CHALLENGE: Return every line of the data below that contains the string "long", matching case exactly.

•••••

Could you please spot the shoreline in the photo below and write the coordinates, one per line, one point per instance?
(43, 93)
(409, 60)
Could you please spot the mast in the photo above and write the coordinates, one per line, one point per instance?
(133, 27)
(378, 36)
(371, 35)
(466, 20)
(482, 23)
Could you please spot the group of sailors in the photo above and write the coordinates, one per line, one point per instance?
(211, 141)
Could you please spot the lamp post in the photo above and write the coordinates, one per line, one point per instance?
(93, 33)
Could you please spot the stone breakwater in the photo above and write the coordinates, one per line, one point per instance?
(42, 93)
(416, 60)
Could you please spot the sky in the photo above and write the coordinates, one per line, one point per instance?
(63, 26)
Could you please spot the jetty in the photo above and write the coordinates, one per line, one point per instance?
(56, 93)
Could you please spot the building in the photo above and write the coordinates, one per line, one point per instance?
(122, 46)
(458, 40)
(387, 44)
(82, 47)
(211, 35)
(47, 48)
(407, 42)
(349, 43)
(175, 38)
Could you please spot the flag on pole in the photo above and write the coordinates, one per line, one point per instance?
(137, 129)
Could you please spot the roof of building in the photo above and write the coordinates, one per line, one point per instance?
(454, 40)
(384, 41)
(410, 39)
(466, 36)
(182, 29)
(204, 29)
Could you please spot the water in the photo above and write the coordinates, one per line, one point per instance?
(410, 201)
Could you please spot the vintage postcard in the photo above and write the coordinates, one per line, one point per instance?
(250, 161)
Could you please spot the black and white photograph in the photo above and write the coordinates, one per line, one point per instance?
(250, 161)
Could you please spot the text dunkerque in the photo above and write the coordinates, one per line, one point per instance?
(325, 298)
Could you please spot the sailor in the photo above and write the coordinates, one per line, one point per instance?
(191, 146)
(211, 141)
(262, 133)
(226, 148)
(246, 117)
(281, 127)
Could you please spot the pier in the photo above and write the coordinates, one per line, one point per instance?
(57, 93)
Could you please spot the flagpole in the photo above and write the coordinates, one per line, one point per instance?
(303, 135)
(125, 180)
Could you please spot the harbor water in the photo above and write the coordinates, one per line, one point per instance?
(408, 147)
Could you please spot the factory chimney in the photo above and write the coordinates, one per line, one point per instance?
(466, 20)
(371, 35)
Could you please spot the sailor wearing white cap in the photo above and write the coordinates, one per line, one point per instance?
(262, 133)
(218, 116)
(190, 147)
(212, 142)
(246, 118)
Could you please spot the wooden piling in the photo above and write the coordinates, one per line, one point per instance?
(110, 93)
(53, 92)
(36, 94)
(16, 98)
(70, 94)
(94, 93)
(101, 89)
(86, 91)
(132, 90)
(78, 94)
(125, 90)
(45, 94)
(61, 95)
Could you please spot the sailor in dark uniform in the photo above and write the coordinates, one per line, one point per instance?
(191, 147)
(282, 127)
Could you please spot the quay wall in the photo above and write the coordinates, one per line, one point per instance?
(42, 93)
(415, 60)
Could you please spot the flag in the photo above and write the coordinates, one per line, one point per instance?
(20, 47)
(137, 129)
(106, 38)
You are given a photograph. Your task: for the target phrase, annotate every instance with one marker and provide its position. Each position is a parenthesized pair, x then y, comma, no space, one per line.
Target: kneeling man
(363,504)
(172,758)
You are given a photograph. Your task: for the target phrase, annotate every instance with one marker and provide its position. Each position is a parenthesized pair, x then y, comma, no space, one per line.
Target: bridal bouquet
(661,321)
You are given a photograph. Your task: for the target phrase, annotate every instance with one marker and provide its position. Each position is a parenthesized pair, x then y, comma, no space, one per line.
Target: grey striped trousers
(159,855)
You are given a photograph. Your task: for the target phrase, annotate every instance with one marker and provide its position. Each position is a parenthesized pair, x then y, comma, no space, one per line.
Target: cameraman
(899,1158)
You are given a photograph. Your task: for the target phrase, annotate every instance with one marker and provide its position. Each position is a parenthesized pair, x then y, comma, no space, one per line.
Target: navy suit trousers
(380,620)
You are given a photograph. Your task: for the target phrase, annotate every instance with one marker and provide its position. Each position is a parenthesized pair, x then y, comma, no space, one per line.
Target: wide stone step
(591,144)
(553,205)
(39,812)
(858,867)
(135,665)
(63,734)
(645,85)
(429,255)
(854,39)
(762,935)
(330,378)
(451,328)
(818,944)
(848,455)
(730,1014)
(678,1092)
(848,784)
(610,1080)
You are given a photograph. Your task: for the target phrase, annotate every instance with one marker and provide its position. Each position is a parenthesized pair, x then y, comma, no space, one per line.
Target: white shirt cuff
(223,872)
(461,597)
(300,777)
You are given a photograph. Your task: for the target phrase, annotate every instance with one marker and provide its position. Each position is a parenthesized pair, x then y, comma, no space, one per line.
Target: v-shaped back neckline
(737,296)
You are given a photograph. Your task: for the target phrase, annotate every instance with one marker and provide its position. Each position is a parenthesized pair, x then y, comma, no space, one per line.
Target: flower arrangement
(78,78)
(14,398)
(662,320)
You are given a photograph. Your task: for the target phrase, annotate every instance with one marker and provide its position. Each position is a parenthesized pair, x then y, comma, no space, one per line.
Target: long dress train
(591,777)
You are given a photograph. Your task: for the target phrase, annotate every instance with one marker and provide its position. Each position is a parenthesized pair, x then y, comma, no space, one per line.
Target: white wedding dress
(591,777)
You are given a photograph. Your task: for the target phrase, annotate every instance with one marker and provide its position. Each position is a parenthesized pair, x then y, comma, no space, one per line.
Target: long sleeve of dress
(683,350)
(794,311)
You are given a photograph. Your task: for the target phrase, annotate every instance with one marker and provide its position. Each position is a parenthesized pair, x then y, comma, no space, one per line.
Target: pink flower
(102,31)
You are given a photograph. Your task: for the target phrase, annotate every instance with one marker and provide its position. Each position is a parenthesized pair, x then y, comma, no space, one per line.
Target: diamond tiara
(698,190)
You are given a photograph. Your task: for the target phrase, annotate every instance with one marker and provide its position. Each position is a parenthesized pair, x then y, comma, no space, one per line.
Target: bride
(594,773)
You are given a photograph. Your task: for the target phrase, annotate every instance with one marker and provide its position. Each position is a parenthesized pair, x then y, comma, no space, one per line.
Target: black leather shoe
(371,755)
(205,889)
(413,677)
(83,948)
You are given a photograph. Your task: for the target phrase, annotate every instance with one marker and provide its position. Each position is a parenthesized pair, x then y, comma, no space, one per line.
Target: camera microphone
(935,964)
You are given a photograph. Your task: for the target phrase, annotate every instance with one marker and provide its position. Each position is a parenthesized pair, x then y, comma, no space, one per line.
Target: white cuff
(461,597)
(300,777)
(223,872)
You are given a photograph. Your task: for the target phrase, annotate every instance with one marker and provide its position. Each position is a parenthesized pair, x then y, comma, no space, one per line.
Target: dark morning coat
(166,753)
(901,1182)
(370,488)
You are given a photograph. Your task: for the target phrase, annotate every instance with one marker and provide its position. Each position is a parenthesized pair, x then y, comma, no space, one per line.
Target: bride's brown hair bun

•••••

FULL SOLUTION:
Target: long dress train
Target: long sleeve of dress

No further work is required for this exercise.